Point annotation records
>> begin
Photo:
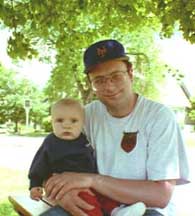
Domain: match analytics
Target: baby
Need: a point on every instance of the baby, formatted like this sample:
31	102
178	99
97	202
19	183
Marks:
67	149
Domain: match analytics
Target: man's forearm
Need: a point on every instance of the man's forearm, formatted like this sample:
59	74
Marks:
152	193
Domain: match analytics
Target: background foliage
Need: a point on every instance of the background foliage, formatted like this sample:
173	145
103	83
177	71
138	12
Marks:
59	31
>> end
>> begin
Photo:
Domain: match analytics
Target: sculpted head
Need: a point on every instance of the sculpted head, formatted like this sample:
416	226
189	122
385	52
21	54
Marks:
>> end
>> begin
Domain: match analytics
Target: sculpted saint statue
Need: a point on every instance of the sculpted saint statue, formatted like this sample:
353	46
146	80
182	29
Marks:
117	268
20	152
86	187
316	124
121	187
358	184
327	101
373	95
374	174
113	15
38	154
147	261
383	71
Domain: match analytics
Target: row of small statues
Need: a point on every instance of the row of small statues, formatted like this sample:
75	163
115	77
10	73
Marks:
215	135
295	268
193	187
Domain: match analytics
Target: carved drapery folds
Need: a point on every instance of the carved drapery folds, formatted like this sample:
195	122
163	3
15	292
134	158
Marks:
>> end
== What is being asked ==
From the records above, keep only the lines containing the string "head", and copy each such line in full.

== Complete response ==
Target: sculpted head
Need: a point on every instance of the sculpted head, formatted like this sample:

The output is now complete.